Task objective
Reproduce the entire Olive Smith biography word for word.

Page text

* * * *

= Olive Smith =

Olive Smith (19 June 1906 - 12 September 1993) was a lifelong campaigner on behalf of classical music in Ireland. She co-founded the Music Association of Ireland, was the first director of the National Youth Orchestra of Ireland, and was a conductor of the Olivian Singers and the Culwick Choral Society.

==Early life==
Born Mabel Olive Richardson, she was the third daughter of a Dublin merchant, Charles E. Richardson and his wife, Alice Maud Metcalfe. The family lived in Rathgar. Olive was educated at Alexandra College and Trinity College Dublin. In 1932, she married Lyall Gilchrist Smith, a chemist.

==Career in music==
Smith combined her full-time job as an administrator in Trinity College with her voluntary work in a variety of roles in Ireland's musical life.

In 1948, Smith co-founded the Music Association of Ireland and became its first treasurer. Over the following three decades, she held in turn each position on the MAI's management committee, including chairman, and was responsible for many of the association's initiatives to promote classical music, especially among young people. In July 1978, after her term as chairman had ended, Smith was awarded an honorary doctorate by Trinity College, Dublin, in recognition of her "devoted service to the Music Association of Ireland".

* * * *

Listed records

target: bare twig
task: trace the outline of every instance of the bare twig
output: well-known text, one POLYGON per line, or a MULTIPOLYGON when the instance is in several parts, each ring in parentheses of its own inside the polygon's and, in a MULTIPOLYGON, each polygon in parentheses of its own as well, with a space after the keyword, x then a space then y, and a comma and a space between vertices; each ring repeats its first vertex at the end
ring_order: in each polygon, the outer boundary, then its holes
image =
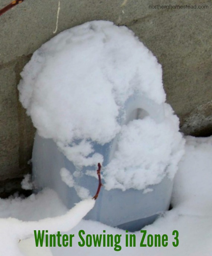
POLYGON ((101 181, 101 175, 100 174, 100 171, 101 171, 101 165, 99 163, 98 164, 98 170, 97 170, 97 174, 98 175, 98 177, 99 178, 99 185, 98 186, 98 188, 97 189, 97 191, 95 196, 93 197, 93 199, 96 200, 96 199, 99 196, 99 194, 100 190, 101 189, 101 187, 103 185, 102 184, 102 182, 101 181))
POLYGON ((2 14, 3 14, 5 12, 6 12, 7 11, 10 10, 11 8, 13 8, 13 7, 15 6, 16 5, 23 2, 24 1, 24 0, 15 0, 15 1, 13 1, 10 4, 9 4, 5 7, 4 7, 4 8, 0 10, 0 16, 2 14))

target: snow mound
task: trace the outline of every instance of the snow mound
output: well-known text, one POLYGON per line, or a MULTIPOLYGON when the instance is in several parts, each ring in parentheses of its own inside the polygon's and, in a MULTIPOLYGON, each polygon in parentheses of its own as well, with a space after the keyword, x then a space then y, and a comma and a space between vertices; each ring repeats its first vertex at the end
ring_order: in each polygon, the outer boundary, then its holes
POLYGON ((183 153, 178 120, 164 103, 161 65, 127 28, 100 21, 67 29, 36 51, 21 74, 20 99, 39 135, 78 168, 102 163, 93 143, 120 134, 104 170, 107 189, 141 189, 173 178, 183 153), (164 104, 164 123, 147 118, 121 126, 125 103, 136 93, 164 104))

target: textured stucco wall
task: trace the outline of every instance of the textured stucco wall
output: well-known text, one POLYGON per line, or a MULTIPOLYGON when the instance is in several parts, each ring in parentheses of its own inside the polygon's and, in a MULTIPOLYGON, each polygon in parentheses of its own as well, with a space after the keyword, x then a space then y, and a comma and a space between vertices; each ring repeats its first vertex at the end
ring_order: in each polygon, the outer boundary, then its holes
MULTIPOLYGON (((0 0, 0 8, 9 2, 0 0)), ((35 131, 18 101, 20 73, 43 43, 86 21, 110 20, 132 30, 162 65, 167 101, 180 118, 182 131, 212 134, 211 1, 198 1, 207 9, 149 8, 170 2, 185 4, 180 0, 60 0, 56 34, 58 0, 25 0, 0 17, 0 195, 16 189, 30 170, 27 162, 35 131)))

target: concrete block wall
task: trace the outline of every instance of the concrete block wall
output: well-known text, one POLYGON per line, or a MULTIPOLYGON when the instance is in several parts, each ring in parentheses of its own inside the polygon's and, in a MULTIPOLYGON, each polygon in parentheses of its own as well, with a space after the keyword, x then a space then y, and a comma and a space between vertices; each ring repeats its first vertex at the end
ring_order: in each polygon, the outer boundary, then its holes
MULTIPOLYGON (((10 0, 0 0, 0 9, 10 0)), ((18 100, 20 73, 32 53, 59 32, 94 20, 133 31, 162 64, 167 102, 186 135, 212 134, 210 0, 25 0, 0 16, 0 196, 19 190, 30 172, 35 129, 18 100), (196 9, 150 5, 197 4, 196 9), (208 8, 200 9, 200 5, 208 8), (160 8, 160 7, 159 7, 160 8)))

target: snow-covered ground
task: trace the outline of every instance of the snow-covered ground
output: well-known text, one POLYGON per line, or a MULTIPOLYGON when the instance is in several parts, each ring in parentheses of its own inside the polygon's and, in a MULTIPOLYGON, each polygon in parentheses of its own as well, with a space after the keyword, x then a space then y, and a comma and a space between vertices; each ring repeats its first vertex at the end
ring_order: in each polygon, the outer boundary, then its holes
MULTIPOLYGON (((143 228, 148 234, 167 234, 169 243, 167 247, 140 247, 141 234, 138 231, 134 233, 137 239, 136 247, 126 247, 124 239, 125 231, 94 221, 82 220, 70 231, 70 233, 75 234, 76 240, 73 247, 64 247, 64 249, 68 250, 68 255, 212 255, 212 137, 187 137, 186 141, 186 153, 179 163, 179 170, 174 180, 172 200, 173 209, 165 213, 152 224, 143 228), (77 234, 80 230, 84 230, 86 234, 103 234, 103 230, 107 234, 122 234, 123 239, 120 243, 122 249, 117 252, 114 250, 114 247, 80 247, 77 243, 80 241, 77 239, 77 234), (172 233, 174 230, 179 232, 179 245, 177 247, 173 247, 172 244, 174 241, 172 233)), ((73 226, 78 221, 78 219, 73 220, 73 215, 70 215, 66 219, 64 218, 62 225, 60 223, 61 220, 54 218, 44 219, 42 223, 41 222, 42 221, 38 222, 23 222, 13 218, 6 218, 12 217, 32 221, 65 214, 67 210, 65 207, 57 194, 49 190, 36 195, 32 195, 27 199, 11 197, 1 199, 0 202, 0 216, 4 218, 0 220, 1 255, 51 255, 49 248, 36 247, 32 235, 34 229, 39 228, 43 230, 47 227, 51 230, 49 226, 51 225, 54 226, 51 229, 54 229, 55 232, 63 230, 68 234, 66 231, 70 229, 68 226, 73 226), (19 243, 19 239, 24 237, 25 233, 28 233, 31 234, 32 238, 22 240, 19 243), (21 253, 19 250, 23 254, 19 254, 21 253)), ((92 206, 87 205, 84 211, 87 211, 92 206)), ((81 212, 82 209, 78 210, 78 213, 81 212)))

* * * *

Answer box
= Olive Smith =

Olive Smith (19 June 1906 - 12 September 1993) was a lifelong campaigner on behalf of classical music in Ireland. She co-founded the Music Association of Ireland, was the first director of the National Youth Orchestra of Ireland, and was a conductor of the Olivian Singers and the Culwick Choral Society.

==Early life==
Born Mabel Olive Richardson, she was the third daughter of a Dublin merchant, Charles E. Richardson and his wife, Alice Maud Metcalfe. The family lived in Rathgar. Olive was educated at Alexandra College and Trinity College Dublin. In 1932, she married Lyall Gilchrist Smith, a chemist.

==Career in music==
Smith combined her full-time job as an administrator in Trinity College with her voluntary work in a variety of roles in Ireland's musical life.

In 1948, Smith co-founded the Music Association of Ireland and became its first treasurer. Over the following three decades, she held in turn each position on the MAI's management committee, including chairman, and was responsible for many of the association's initiatives to promote classical music, especially among young people. In July 1978, after her term as chairman had ended, Smith was awarded an honorary doctorate by Trinity College, Dublin, in recognition of her "devoted service to the Music Association of Ireland".